§ **Document source**
■ ■ ■

Hospitalisée un mois, elle gagne 15 000 euros !
"Elle était hospitalisée et pouvait gagner 15 000 euros par mois par le biais des contrats", précise la procureure Nathalie Welte qui sollicite un an de prison avec sursis et la saisie définitive de l'argent réupéré sur les comptes du couple... à savoir 946 000 euros. "Madame a fraudé en utilisant son nom de jeune fille, mais aussi son nom d'épouse pour souscrire les contrats. Il y a des inexactitudes manifestes et volontaires sur les bulletins d'hospitalisation en vue de toucher les prestations", dénonce la représentante du parquet de Nîmes. "Les bulletins édités par les établissements hospitaliers sont différents de ceux donnés aux assureurs", poursuit la procureure.
"Les sommes ont été remises car les bulletins d'hospitalisation de situation étaient frauduleux", tonne l'avocate d'une compagnie d'assurance. "Il y a des bulletins trafiqués avec plusieurs dates de sorties, il s'agit de faux bien sûr", certifie le conseil d'une autre assurance.

■ ■ ■

§ **Données fournies**
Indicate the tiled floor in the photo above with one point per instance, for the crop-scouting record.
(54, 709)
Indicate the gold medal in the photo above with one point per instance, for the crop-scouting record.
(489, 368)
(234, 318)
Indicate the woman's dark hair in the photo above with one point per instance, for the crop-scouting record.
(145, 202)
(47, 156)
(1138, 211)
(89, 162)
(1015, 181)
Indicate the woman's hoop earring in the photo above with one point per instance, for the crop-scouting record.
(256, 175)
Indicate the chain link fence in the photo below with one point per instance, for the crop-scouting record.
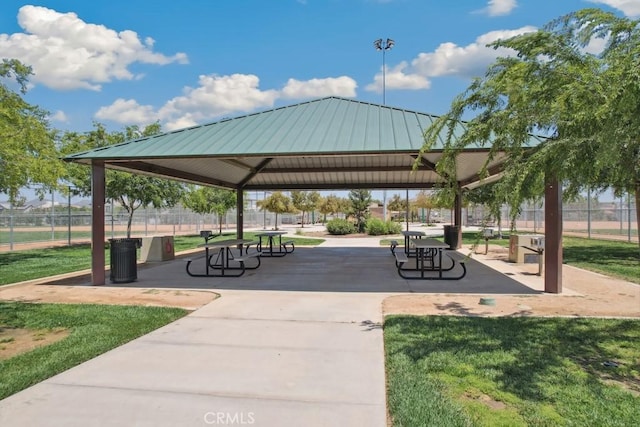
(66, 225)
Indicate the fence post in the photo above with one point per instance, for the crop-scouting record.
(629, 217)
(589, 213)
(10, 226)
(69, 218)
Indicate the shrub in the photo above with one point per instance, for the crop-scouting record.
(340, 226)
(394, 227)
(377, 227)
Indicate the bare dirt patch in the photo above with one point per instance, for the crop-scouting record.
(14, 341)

■ ■ ■

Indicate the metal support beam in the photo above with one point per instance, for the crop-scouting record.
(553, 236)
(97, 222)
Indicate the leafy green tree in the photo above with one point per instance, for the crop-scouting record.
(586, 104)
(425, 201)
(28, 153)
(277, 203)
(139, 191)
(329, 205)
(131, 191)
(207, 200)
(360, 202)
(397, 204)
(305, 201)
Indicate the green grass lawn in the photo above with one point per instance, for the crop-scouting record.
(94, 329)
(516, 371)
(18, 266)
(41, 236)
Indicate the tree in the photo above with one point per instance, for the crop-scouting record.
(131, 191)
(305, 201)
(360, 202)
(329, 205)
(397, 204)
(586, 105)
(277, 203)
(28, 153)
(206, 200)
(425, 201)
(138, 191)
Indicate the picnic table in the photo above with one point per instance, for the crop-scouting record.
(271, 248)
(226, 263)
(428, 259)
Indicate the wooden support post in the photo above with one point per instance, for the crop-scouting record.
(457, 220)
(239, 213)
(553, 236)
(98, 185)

■ ■ ■

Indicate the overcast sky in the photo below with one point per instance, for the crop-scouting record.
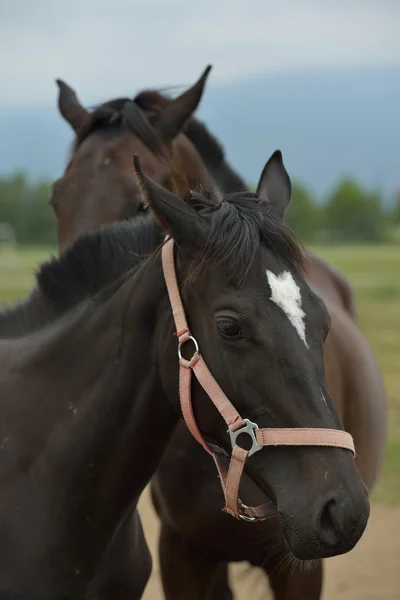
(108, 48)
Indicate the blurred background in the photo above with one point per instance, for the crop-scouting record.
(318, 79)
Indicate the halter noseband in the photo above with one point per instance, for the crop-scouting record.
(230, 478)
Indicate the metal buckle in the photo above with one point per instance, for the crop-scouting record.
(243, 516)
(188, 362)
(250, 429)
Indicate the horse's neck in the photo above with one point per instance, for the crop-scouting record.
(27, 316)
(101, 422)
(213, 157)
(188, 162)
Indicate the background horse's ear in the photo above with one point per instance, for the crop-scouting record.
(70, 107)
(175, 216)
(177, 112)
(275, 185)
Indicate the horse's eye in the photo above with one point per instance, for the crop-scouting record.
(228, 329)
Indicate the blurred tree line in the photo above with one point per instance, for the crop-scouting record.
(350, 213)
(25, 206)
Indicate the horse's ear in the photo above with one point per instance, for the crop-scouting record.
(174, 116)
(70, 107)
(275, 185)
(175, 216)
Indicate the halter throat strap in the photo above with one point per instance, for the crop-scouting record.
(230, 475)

■ ■ ■

§ **Consignes**
[A] D'après le document source, quelle peine de prison la procureure Nathalie Welte sollicite-t-elle ?
[B] Renvoyez tel quel le passage du document source qui commence par « Hospitalisée un mois, elle » et se poursuit jusqu'à « poursuit la procureure. ».

§ **Réponses par tâche**
[A] Elle sollicite un an de prison avec sursis.

[B]
Hospitalisée un mois, elle gagne 15 000 euros !
"Elle était hospitalisée et pouvait gagner 15 000 euros par mois par le biais des contrats", précise la procureure Nathalie Welte qui sollicite un an de prison avec sursis et la saisie définitive de l'argent réupéré sur les comptes du couple... à savoir 946 000 euros. "Madame a fraudé en utilisant son nom de jeune fille, mais aussi son nom d'épouse pour souscrire les contrats. Il y a des inexactitudes manifestes et volontaires sur les bulletins d'hospitalisation en vue de toucher les prestations", dénonce la représentante du parquet de Nîmes. "Les bulletins édités par les établissements hospitaliers sont différents de ceux donnés aux assureurs", poursuit la procureure.